TASK DESCRIPTION: Lines before the one containing "point_to MUST return one point per instance of the concrete" are excluded. Repeat that line and every line after it, exactly.

INPUT DATA:
________
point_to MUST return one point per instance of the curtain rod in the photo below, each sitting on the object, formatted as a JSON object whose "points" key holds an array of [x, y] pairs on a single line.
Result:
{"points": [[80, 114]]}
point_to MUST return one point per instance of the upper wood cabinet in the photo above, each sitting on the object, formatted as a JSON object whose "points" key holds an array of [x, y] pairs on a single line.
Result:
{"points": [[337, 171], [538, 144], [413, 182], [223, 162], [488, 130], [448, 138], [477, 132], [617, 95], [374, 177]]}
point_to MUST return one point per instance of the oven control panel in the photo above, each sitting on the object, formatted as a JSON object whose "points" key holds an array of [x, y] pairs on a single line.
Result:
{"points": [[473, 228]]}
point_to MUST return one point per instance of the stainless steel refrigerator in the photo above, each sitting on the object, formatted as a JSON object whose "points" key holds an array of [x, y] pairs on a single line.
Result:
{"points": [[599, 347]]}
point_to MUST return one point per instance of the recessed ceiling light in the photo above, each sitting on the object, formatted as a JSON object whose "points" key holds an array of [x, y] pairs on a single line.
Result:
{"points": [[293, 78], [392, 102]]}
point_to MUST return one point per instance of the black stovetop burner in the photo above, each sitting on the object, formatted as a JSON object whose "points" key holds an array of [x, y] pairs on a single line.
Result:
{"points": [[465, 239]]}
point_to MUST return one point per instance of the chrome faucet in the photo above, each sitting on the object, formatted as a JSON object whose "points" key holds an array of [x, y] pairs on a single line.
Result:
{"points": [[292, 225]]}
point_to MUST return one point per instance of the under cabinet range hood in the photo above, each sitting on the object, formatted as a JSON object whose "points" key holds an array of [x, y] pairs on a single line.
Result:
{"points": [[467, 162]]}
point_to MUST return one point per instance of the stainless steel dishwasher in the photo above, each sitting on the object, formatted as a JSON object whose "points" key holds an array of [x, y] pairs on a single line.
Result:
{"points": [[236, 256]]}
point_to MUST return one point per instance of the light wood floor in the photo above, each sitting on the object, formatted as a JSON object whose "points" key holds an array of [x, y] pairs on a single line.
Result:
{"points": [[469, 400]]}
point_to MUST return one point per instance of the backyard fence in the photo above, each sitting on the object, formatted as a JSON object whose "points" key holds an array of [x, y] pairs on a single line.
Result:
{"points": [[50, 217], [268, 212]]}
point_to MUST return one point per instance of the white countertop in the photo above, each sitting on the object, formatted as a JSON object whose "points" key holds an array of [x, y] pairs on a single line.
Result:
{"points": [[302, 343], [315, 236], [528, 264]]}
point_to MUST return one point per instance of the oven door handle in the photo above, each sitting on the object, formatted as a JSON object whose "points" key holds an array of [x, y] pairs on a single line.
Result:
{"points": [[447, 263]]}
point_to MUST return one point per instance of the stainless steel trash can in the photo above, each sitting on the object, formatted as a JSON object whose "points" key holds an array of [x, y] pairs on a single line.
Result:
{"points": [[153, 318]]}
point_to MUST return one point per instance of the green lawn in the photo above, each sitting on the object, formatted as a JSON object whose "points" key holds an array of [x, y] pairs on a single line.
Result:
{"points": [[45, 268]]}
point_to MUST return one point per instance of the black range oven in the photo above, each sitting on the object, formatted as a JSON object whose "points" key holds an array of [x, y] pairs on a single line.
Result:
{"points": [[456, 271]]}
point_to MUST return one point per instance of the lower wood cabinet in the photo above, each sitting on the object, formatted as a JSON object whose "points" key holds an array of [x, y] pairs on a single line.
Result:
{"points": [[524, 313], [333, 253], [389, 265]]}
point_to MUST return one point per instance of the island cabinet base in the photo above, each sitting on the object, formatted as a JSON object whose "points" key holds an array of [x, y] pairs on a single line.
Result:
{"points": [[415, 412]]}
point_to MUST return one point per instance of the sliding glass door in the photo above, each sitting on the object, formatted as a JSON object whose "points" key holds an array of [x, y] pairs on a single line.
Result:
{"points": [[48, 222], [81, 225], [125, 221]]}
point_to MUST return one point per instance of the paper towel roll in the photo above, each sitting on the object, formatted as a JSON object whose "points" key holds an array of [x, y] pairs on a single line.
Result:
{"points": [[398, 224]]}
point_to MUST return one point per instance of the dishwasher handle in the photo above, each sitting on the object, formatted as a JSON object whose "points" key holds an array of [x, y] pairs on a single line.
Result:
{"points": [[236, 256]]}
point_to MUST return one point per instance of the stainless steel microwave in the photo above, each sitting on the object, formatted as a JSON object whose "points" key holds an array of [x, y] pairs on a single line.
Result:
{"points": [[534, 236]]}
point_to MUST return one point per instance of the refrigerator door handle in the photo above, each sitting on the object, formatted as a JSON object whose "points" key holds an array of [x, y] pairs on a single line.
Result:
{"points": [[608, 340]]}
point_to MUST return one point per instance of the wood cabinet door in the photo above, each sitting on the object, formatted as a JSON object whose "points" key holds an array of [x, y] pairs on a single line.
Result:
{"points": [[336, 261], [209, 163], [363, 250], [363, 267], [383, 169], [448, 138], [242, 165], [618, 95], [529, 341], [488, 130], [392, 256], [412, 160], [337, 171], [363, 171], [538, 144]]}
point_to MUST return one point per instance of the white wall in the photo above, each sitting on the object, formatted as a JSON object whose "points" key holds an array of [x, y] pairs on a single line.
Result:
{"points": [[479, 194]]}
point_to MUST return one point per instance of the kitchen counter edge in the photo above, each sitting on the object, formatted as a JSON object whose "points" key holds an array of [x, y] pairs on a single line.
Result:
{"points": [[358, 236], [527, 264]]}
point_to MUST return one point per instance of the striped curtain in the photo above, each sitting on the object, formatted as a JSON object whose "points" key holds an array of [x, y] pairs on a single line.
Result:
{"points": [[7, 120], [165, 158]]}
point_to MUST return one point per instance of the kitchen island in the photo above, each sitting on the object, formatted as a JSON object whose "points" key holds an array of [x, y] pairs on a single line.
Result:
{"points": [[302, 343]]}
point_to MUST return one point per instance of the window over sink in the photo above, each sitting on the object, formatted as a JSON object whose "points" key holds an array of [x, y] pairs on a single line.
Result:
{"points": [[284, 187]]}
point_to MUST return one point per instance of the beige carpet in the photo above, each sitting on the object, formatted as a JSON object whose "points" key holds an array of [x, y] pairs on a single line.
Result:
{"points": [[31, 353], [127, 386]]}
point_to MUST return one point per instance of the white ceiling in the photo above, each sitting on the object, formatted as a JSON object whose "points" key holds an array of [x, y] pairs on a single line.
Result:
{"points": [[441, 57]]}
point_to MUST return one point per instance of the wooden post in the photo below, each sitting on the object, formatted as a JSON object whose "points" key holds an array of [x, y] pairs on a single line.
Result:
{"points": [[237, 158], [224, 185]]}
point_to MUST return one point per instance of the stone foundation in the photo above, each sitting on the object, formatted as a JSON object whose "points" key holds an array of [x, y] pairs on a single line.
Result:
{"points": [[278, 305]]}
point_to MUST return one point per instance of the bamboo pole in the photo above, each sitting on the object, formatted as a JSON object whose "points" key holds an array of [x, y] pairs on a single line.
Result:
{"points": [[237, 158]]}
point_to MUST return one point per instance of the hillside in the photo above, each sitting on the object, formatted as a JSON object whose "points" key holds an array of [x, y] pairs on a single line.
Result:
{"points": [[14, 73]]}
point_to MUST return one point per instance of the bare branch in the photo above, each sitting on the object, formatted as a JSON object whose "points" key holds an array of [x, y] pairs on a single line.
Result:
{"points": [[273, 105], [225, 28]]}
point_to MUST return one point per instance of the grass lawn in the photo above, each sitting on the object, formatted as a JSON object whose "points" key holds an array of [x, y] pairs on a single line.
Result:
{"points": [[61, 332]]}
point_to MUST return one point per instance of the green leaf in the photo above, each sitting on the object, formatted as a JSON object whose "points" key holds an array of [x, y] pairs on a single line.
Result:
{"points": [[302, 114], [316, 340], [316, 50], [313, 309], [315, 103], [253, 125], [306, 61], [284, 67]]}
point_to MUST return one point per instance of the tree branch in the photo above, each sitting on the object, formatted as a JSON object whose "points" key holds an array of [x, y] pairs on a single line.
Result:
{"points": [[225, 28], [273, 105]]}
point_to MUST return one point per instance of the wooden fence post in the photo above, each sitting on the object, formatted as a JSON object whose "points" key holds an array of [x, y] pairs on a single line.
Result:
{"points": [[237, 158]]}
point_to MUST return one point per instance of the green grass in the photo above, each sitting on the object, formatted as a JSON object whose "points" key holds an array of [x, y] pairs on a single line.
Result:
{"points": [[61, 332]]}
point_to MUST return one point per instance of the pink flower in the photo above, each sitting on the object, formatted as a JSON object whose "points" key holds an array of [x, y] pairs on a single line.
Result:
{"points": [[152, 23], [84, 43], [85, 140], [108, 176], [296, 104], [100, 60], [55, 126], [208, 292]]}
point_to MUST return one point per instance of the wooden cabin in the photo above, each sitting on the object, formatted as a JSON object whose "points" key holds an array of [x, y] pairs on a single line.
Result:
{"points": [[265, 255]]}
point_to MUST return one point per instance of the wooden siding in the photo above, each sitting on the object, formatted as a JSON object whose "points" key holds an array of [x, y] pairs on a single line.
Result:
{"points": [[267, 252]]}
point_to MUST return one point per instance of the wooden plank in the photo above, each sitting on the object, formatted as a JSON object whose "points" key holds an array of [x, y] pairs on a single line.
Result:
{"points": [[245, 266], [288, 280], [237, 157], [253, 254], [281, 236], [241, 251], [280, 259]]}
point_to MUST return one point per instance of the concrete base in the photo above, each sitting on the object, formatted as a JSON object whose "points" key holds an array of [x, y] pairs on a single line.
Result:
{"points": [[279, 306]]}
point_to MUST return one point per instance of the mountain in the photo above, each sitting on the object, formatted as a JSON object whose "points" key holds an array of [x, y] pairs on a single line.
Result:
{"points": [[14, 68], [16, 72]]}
________
RESPONSE TO THIS TASK:
point_to MUST return one point per instance of the concrete base in the photo above, each sitting on the object, formatted as a JSON object whose "points" key holds an array of [x, y] pairs on a single line.
Result:
{"points": [[279, 306]]}
point_to MUST return one point per instance of the mountain in the photo above, each sitting on the object, formatted as a JSON object whose "points" key holds an array of [x, y] pairs on a single line.
Result:
{"points": [[14, 68], [16, 72]]}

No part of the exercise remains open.